SHORT EXERCISE »
Count how many lines of the records below contain the word "player", matching case exactly, and reply with that number alone.

RECORDS FOR THIS EXERCISE »
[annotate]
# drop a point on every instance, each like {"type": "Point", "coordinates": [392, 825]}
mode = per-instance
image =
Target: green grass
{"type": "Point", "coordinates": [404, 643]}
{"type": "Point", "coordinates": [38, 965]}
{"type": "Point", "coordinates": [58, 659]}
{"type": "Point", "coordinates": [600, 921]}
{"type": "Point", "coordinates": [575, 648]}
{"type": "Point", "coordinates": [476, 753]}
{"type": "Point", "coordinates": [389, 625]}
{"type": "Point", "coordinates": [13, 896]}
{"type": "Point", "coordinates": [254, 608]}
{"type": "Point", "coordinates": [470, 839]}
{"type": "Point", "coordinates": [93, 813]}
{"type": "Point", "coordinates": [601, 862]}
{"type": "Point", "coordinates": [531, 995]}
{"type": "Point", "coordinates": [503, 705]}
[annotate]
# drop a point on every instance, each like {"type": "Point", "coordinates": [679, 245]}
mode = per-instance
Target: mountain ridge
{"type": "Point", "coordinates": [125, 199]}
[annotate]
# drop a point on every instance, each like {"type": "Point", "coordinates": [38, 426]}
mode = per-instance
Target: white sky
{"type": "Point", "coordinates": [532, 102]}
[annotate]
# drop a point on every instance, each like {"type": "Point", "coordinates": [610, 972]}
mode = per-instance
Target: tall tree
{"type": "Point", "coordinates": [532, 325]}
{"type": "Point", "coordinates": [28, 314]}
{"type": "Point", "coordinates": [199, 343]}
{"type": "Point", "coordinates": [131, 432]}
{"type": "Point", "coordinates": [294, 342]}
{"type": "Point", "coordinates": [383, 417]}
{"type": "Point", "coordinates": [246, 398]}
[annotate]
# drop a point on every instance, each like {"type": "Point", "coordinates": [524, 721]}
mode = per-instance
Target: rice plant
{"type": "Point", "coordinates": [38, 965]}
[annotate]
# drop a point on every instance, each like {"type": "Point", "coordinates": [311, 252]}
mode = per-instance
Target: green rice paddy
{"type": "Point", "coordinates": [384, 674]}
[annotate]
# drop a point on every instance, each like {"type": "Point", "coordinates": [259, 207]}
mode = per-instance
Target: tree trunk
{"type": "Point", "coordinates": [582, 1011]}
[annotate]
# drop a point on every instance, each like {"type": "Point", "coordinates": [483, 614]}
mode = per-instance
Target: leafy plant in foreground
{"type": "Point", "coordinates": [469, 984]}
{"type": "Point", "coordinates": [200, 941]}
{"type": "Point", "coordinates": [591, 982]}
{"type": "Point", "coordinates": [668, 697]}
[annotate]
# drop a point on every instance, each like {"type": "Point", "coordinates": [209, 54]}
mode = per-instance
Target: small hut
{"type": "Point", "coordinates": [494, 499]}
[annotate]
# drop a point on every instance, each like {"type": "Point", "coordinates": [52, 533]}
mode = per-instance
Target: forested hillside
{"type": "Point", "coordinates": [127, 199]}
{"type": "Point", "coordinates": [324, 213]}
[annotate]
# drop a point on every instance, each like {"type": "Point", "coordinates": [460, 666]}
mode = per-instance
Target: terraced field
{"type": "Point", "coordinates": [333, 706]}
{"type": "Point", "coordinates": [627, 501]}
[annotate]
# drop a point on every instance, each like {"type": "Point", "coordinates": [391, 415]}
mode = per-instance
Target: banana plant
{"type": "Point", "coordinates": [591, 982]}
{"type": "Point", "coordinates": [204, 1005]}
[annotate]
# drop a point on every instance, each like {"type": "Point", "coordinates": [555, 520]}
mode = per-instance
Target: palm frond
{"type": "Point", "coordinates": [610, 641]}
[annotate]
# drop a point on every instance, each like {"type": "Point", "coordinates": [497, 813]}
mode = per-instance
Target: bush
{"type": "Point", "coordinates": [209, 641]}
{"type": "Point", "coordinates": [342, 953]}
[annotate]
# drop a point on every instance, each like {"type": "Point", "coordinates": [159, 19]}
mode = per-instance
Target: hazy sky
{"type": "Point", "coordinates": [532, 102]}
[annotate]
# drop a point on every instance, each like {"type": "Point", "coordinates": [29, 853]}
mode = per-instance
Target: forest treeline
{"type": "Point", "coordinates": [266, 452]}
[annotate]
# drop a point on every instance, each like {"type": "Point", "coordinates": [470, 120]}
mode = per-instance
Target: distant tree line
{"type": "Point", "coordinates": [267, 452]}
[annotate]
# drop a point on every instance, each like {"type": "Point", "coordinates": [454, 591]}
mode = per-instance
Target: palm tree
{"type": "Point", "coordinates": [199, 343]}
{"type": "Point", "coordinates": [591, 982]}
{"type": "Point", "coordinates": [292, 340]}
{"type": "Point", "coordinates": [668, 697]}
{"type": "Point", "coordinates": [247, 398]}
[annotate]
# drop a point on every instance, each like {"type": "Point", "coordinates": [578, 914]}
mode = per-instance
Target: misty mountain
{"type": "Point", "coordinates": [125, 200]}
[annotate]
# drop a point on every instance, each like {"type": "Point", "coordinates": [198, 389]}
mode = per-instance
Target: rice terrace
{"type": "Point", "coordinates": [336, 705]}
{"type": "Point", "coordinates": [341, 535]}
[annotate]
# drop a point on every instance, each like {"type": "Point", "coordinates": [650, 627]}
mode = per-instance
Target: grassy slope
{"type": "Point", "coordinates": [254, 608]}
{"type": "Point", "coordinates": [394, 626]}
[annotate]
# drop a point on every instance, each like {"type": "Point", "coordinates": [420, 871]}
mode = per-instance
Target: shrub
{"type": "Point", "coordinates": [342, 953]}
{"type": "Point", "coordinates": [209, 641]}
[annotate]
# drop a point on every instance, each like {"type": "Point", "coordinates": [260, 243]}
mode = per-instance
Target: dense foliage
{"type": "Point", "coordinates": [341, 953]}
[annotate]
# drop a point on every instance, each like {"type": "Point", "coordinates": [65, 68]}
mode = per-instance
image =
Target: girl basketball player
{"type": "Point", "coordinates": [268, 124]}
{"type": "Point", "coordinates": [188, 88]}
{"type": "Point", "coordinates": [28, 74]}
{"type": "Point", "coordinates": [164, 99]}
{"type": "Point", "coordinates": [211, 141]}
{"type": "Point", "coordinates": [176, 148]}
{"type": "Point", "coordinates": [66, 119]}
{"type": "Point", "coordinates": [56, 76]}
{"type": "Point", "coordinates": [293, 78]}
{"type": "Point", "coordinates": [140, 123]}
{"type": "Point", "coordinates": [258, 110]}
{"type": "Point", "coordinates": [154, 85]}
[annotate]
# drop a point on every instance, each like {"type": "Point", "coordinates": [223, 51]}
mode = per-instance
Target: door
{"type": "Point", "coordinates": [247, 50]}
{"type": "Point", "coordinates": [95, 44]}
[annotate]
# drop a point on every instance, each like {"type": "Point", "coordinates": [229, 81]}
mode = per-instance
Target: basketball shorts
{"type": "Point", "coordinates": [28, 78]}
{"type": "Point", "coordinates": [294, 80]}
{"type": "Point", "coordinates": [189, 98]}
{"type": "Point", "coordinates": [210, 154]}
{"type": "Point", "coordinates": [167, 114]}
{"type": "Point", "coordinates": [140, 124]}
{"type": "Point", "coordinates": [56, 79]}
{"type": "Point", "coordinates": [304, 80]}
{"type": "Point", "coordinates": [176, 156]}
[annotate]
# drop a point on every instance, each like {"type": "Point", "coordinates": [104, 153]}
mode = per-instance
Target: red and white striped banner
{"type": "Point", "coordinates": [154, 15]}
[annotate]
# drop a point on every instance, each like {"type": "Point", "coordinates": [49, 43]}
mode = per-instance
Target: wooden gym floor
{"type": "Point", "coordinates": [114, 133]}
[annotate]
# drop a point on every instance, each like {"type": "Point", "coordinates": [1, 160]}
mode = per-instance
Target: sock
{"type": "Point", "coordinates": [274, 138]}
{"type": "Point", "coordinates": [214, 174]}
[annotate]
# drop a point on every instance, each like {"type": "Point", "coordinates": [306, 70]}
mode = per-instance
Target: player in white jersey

ANSWER BELOW »
2